Task requirements>
(A) List every city bus route number that the passage about Korattur names.
(B) Reproduce the data items, starting at the line that contains "awning. Review it and find all matching regions." and continuing through the last of the rows.

Text segment>
____________________

Korattur is situated in the western part of Chennai. It is a part of the Ambattur Zone of Chennai Corporation and located along the Chennai-Bangalore/Mumbai railroad about 12 km from the Chennai Central. It is developed with TNHB Layouts similar to Anna Nagar and the southern section of Korattur located near Padi is often considered to be an integral part of Anna Nagar.

The place has developed from being a calm village in the early 20th century to an urban township of today due to the expansion of the Chennai city and the industrial development of west part of Chennai. The neighbourhood is served by Korattur railway station of the Chennai Suburban Railway. The main road (East and Central Avenue) have been laid as four-lane road with a median, such that each side has a two lanes with parking facility.

Korattur is dotted with thick foliage. The main road leading from Padi is populated with thick and old trees on both sides, so much so that the canopy renders the sky only partially visible. There are many other streets with such high tree-density, most notably the 18th Street and 12th/15th Street junction. Korattur is one of the place in Chennai to have detailed and planned TNHB colony and surrounded with thick greenery and trees around all places. In the recent past the old flats are replaced by new apartment complexes.

Location in context

Educational institutions
Korattur has some CBSE and Matriculation schools, Private Institutes. They are Ghurudev Education and Training Private Limited, Bhaktavatsalam Vidyashram, Dr. Nalli Kuppuswami Vivekananda Vidyalaya Junior College, Little Holy Angels Matriculation Higher Secondary School, Ebenezer Matriculation Higher Secondary School, and Good Shepherd Matriculation Higher Secondary School. Korattur also has a women's college named Bhaktavatsalam Memorial College.

Transport

Though located around 10–13 km away from many central places in the city, Korattur is well-linked by public transport. Local trains (EMU) starting from Chennai Central /Velachery Railway station to Avadi / Tiruvallur / Arakkonam stop at Korattur. City bus services are 35 from Parry's Corner,  41D from Mandaveli to Ambattur via Korattur Central Avenue, S75 from Ambattur to Lucas TVS via Korattur Bus Terminus, S42 from Maduravoyal.

____________________

Data items:

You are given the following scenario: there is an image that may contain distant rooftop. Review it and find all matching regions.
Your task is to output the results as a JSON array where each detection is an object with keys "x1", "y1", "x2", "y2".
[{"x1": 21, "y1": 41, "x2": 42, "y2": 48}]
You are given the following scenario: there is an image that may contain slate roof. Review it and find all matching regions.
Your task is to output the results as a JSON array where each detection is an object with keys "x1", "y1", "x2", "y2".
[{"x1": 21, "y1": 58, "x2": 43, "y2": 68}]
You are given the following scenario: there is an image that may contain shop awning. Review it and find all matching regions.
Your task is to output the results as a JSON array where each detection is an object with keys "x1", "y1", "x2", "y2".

____________________

The answers>
(A) 35, 41D, S75, S42

(B)
You are given the following scenario: there is an image that may contain shop awning. Review it and find all matching regions.
Your task is to output the results as a JSON array where each detection is an object with keys "x1", "y1", "x2", "y2".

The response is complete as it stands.